■ **PROVIDED RECORDS**:
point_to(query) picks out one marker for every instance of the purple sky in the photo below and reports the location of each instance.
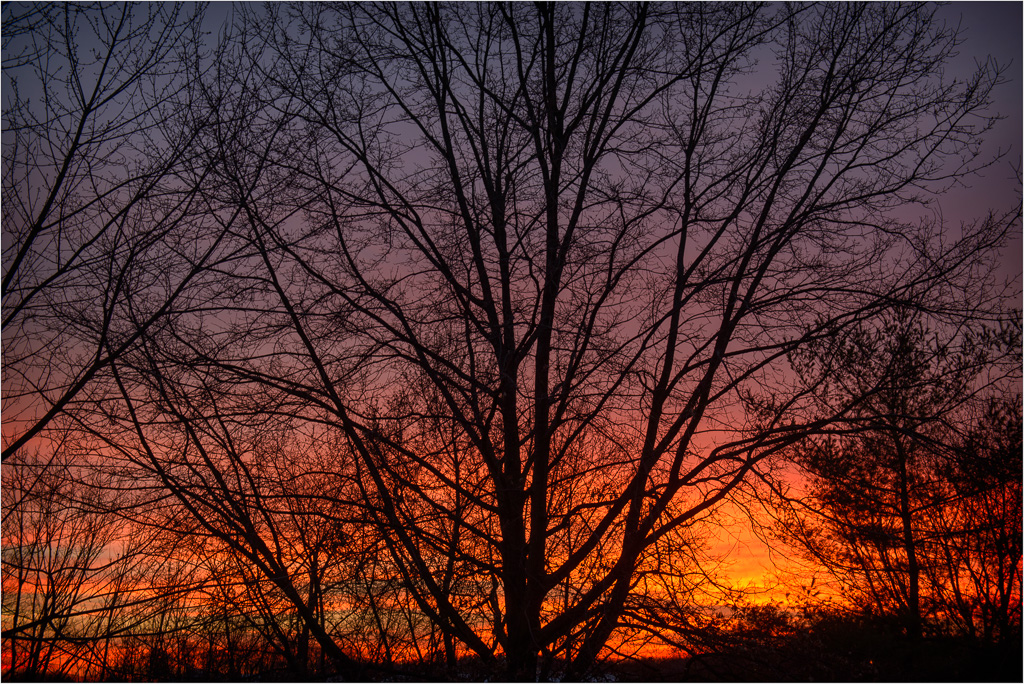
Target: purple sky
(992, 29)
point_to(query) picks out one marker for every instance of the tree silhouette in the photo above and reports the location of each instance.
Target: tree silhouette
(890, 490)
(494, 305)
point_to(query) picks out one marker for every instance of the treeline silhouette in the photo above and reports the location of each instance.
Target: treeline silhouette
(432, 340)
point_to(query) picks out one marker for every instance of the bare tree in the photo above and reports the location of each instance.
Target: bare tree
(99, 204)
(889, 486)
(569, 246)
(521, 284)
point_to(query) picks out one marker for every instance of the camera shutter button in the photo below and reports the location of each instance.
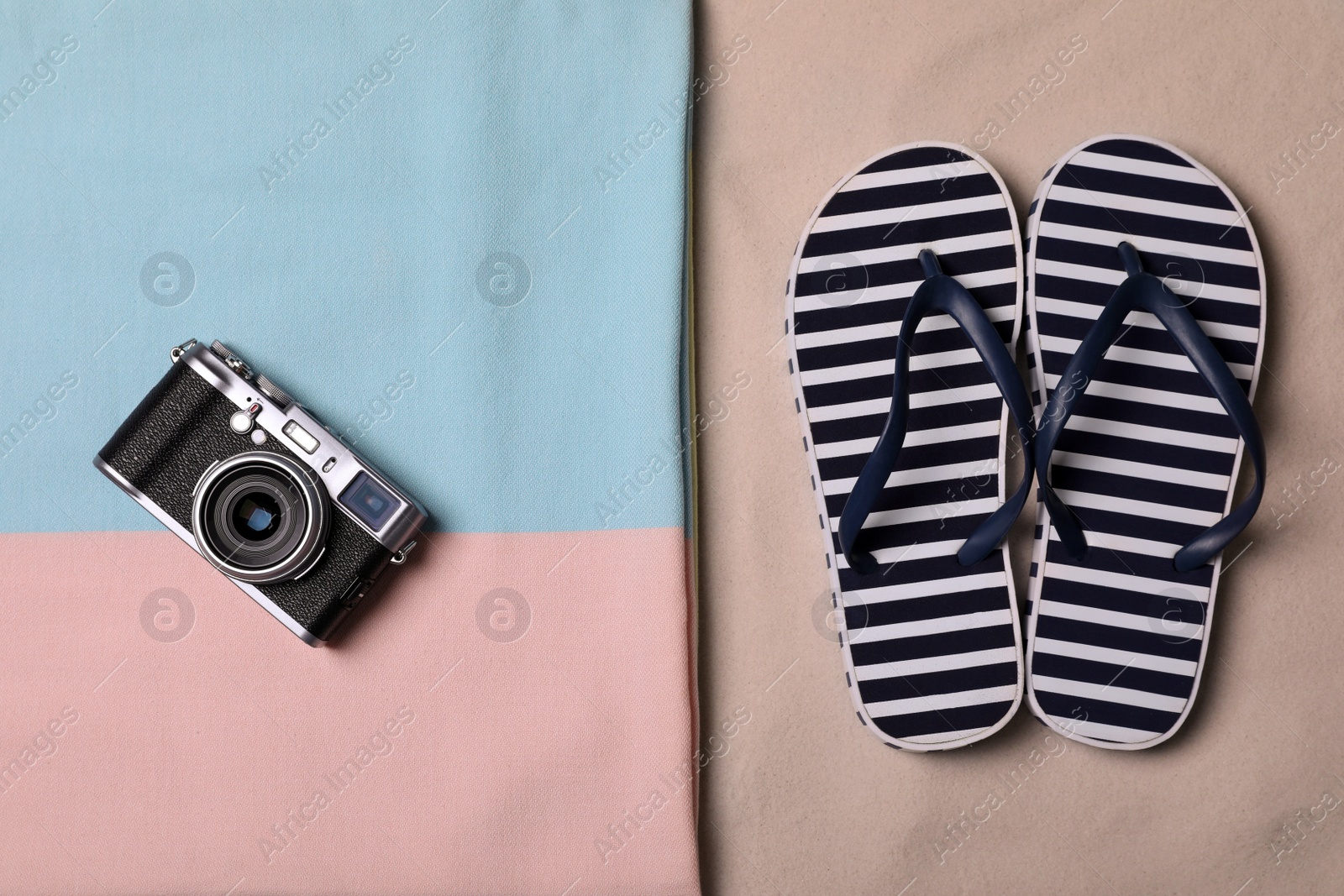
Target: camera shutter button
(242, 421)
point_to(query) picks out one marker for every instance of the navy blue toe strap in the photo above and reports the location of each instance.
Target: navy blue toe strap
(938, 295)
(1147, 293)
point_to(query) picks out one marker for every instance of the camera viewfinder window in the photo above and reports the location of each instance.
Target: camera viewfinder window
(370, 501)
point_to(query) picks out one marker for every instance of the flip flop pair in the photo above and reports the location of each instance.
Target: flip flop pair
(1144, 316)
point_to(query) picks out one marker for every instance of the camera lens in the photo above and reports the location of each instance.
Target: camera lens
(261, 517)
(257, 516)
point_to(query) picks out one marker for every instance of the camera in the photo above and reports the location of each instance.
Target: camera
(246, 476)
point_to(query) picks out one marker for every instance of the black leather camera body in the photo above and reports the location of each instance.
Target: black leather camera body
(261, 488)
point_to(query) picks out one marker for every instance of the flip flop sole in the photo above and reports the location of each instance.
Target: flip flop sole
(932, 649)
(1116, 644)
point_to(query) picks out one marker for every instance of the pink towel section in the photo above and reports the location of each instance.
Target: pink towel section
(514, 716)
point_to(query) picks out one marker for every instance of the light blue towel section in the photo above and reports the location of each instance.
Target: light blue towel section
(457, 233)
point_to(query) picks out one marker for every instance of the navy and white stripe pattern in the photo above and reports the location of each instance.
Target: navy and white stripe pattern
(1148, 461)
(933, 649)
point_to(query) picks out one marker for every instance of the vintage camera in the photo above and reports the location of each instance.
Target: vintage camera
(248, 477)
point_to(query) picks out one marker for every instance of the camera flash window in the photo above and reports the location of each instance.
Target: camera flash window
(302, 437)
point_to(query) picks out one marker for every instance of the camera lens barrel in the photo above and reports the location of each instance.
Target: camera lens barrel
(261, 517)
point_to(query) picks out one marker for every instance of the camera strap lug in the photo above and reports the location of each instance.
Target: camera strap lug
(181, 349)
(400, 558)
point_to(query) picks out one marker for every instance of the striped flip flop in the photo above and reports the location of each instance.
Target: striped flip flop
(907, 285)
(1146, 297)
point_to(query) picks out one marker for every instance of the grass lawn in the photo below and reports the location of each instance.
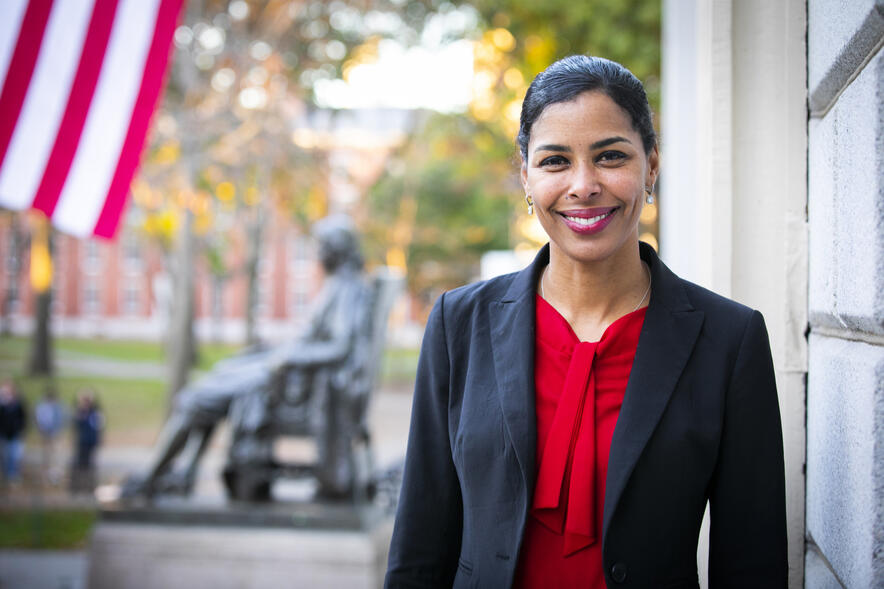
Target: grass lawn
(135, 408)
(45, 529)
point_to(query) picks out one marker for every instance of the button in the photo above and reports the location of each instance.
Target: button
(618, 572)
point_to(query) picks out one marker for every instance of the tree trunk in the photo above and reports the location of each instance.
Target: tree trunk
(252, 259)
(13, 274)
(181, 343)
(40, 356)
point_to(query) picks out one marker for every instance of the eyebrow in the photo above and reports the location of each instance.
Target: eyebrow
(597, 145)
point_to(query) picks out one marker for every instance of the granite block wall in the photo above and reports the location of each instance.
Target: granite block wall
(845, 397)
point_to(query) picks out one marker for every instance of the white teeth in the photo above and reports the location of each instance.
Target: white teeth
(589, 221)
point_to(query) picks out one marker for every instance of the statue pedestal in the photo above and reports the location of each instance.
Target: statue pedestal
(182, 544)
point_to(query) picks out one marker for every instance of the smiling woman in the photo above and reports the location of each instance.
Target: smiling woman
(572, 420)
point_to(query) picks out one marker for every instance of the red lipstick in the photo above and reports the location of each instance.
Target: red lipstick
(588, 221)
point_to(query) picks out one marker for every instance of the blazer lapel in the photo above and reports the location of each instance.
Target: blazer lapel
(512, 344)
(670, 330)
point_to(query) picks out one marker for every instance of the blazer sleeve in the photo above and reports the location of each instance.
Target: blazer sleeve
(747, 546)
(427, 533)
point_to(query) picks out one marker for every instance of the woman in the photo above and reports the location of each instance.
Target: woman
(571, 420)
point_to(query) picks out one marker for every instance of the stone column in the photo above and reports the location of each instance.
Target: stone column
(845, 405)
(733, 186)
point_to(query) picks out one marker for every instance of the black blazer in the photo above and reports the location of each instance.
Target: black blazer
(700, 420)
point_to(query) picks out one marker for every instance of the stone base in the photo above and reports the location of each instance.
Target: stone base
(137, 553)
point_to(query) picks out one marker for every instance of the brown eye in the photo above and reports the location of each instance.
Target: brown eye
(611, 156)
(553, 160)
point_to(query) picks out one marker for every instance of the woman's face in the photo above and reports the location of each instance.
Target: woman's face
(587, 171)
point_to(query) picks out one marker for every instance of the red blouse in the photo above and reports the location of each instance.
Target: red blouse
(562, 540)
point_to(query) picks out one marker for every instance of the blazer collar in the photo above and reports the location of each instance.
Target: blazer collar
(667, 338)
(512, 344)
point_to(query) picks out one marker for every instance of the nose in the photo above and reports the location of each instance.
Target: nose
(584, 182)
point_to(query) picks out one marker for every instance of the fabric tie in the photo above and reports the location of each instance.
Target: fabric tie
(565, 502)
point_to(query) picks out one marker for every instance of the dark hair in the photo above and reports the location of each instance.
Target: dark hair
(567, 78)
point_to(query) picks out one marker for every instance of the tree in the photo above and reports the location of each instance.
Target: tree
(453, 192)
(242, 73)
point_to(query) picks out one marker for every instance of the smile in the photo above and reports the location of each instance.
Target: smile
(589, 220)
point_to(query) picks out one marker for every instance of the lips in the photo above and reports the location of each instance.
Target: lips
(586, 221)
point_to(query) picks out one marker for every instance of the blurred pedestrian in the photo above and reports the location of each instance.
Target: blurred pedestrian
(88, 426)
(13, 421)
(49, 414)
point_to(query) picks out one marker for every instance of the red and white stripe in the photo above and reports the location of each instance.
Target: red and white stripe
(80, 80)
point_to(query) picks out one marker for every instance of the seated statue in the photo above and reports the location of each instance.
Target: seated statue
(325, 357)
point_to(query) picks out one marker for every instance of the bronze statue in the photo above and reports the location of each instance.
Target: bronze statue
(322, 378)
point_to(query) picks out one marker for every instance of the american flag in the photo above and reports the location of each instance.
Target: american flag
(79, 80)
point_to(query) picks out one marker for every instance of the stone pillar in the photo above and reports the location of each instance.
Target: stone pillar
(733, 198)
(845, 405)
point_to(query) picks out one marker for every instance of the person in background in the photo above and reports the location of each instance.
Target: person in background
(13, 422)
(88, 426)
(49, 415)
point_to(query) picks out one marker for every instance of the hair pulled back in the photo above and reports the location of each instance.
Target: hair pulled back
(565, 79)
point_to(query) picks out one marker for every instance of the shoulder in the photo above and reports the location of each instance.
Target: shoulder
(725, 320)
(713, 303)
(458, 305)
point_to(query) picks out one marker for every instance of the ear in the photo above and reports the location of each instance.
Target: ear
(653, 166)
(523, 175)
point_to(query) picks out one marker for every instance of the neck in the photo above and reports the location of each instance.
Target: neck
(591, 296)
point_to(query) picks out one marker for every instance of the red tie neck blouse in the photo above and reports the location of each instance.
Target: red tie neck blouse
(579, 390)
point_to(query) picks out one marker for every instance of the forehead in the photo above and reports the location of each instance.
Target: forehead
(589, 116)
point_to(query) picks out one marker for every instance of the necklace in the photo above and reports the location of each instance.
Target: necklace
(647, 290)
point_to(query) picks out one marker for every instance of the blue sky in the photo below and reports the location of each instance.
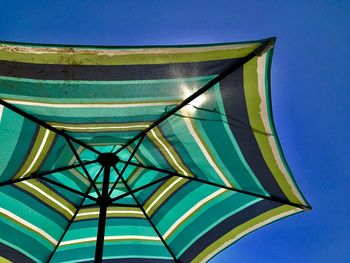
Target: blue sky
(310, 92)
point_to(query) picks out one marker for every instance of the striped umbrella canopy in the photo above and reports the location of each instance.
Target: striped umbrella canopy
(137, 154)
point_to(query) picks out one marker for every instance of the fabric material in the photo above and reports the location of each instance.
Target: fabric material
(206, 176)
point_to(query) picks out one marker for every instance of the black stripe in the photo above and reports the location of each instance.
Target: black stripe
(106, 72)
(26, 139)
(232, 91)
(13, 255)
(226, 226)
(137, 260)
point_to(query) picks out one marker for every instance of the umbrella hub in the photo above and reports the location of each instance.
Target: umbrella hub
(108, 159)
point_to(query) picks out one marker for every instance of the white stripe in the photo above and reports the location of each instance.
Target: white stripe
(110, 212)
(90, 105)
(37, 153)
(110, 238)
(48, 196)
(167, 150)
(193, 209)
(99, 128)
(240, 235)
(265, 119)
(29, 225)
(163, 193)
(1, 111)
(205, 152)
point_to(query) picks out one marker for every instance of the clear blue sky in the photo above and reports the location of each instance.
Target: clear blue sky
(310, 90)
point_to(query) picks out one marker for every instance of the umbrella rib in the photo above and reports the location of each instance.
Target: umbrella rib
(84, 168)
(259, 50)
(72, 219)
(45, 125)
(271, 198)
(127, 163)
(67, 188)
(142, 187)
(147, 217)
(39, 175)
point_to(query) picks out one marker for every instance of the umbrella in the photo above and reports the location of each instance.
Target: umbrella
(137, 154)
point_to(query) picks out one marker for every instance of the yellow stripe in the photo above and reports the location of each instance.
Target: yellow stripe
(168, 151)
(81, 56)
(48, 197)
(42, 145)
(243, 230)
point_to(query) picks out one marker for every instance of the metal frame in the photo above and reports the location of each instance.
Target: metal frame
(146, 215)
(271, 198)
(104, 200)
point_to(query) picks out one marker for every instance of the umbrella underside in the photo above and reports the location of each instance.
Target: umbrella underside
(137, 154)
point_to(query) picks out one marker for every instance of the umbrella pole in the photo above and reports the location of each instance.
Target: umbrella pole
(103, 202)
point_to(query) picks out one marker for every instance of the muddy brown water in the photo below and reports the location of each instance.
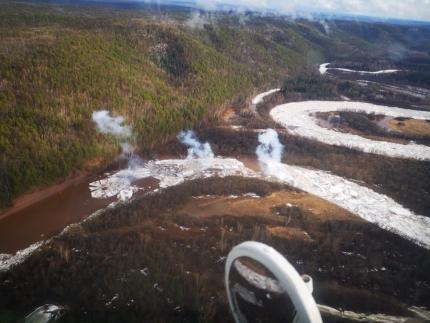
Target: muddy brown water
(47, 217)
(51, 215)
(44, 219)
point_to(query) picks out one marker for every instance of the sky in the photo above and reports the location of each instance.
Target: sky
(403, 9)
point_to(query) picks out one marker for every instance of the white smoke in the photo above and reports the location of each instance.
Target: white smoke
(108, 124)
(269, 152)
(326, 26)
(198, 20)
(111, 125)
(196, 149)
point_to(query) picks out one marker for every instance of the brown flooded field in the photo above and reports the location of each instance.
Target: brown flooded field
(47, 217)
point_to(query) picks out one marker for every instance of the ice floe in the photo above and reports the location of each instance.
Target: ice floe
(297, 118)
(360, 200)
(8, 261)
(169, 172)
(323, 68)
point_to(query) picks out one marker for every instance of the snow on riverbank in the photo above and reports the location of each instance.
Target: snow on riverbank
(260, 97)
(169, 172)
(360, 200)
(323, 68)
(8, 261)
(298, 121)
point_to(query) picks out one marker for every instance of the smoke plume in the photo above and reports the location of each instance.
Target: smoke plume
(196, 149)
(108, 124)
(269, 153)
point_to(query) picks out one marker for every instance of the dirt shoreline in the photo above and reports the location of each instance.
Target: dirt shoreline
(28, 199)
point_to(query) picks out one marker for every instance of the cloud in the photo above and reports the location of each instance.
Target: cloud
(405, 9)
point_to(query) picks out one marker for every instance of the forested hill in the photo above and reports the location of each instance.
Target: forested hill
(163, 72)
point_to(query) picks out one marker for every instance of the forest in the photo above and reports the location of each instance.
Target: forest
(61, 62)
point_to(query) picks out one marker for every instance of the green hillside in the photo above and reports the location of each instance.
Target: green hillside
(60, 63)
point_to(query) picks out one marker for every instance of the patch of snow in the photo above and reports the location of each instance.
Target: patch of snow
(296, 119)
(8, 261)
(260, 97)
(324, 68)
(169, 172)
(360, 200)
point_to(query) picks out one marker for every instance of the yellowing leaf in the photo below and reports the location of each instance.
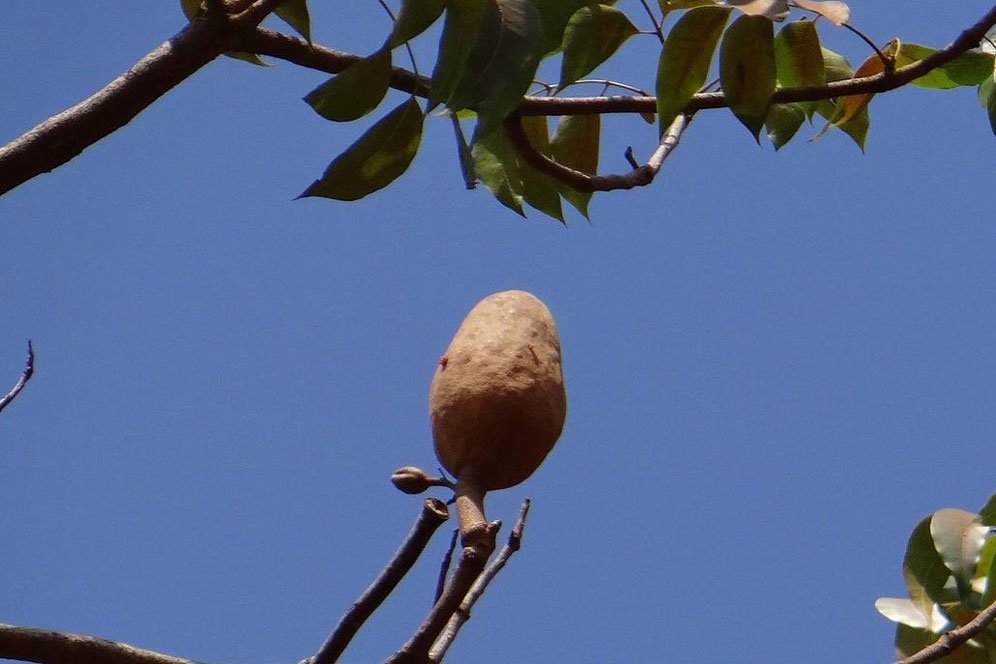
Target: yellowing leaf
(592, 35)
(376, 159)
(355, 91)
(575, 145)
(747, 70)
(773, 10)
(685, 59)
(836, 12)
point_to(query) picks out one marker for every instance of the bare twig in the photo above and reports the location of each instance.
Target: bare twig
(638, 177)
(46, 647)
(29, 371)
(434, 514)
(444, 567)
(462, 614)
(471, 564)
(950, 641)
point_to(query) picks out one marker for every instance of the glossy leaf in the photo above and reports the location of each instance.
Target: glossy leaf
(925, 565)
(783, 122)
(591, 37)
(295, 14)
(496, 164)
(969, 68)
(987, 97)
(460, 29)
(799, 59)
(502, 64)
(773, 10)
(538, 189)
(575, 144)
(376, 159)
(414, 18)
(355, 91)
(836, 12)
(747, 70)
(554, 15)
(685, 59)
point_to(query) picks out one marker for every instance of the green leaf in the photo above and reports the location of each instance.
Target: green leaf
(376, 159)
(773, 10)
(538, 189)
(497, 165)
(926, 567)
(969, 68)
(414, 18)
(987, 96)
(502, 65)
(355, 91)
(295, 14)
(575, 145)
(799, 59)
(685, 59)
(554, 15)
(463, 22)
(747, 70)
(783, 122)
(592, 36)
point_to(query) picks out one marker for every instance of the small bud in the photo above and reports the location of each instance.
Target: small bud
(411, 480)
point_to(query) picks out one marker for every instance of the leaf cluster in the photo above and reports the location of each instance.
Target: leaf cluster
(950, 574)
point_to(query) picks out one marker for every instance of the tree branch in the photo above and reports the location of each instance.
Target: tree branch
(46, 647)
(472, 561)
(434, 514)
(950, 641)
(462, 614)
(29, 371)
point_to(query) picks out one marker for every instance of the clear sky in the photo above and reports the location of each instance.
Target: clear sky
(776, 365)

■ **INSTRUCTIONS TO FOLLOW**: In the records above, how many lines hold "below"? Only the number is wanted.

■ **WORKED SOLUTION**: 6